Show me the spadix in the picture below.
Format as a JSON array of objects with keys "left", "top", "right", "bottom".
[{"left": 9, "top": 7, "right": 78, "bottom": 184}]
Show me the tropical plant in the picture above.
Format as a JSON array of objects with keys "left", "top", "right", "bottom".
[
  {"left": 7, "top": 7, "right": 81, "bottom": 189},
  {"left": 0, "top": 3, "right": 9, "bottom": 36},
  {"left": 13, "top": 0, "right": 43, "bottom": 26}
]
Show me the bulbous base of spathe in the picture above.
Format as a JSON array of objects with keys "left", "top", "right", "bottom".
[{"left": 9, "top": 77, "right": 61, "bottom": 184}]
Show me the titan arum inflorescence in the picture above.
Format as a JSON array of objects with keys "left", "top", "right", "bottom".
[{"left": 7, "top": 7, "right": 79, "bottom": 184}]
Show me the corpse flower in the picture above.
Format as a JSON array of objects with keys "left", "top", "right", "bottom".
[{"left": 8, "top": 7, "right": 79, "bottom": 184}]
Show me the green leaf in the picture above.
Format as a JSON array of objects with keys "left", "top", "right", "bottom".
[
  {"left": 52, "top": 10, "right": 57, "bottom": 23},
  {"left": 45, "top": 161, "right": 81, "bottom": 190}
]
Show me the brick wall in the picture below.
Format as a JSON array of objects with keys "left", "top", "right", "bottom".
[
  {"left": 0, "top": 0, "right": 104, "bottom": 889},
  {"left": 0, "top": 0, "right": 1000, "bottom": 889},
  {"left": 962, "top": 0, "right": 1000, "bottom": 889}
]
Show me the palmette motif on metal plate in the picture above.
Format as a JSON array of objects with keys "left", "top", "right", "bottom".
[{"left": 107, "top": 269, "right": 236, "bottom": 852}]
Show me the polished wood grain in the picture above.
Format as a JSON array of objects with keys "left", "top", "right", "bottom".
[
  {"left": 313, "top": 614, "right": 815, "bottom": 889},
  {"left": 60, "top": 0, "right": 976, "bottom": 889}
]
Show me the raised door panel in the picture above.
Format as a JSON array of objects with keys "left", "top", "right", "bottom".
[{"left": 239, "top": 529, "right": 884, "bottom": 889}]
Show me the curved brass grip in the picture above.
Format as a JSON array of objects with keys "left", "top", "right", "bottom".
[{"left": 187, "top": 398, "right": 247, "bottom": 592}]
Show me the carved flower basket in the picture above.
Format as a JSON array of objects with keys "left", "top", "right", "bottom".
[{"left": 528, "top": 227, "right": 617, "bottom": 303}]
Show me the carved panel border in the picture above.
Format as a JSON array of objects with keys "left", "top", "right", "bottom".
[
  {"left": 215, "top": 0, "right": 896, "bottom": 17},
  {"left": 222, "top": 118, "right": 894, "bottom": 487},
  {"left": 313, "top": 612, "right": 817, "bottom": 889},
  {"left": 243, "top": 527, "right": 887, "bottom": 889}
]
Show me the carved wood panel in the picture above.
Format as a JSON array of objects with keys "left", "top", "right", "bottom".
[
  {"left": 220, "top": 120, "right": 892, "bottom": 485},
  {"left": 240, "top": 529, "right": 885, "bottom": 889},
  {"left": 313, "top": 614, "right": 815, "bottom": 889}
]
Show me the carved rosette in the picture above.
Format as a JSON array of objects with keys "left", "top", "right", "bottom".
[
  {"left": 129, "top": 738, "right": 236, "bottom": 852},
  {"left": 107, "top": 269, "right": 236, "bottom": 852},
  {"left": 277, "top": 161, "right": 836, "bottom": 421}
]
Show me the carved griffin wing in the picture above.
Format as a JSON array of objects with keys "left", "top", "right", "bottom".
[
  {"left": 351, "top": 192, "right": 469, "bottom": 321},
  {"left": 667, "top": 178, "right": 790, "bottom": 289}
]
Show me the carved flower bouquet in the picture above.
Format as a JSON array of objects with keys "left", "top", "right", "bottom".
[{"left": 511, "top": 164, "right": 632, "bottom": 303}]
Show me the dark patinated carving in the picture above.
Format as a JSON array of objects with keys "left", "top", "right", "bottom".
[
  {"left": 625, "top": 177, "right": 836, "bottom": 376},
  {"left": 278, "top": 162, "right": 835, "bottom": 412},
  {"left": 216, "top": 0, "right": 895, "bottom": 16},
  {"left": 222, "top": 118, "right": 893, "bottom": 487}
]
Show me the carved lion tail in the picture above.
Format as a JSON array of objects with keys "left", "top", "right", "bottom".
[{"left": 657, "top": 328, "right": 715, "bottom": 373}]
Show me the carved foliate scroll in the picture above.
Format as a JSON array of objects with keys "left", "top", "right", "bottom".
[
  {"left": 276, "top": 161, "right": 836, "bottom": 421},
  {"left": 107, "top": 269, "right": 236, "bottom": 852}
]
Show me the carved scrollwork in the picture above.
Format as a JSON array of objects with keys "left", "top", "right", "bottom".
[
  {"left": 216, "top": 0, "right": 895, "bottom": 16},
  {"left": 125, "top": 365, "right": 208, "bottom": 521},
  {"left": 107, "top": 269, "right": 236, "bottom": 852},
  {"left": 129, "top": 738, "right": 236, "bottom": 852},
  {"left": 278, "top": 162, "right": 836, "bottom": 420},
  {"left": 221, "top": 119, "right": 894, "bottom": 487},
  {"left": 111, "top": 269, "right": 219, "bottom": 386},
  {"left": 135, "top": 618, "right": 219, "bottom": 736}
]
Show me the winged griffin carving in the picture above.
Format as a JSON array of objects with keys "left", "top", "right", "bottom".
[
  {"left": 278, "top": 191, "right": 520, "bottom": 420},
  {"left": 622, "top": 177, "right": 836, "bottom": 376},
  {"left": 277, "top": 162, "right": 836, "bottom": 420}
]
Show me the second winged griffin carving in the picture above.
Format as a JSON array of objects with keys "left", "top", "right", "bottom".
--
Directions -
Print word for word the lines of the listing from the one containing "Show me the carved flower bouquet" through the last line of the listing, with both of those lines included.

Result -
Show me the carved flower bouquet in the picture above.
Format as a JSON array of objects with keys "left", "top", "right", "bottom".
[{"left": 511, "top": 164, "right": 632, "bottom": 303}]
Show me the dark patinated carving in the picture above.
Format as a JSON array of objects with keys "left", "top", "right", "bottom".
[
  {"left": 625, "top": 177, "right": 836, "bottom": 376},
  {"left": 278, "top": 162, "right": 835, "bottom": 412},
  {"left": 216, "top": 0, "right": 895, "bottom": 16},
  {"left": 222, "top": 118, "right": 893, "bottom": 487}
]
Show me the carved lion tail in the picture above.
Format as a JSON array of objects with keys "left", "top", "right", "bottom".
[{"left": 657, "top": 328, "right": 715, "bottom": 373}]
Show me the carved foliate scroll in the picture above.
Format as a JSON array of objects with keys "left", "top", "right", "bottom".
[
  {"left": 276, "top": 161, "right": 836, "bottom": 421},
  {"left": 107, "top": 269, "right": 236, "bottom": 852}
]
Show me the carved scrollwork in the picture above.
Format as a JSON array of objects with keys "left", "top", "right", "bottom".
[
  {"left": 216, "top": 0, "right": 895, "bottom": 16},
  {"left": 125, "top": 365, "right": 208, "bottom": 521},
  {"left": 107, "top": 269, "right": 236, "bottom": 852},
  {"left": 129, "top": 738, "right": 236, "bottom": 852},
  {"left": 278, "top": 162, "right": 836, "bottom": 420},
  {"left": 221, "top": 119, "right": 894, "bottom": 487},
  {"left": 111, "top": 269, "right": 219, "bottom": 386},
  {"left": 135, "top": 618, "right": 219, "bottom": 736}
]
Show me the winged griffin carving in the picture above.
Format as a JSON array of objects with keys "left", "top", "right", "bottom".
[
  {"left": 278, "top": 191, "right": 520, "bottom": 420},
  {"left": 622, "top": 177, "right": 836, "bottom": 376},
  {"left": 277, "top": 162, "right": 836, "bottom": 420}
]
Show me the second winged griffin carving in the picture above.
Format as a JSON array of objects with keys "left", "top", "right", "bottom".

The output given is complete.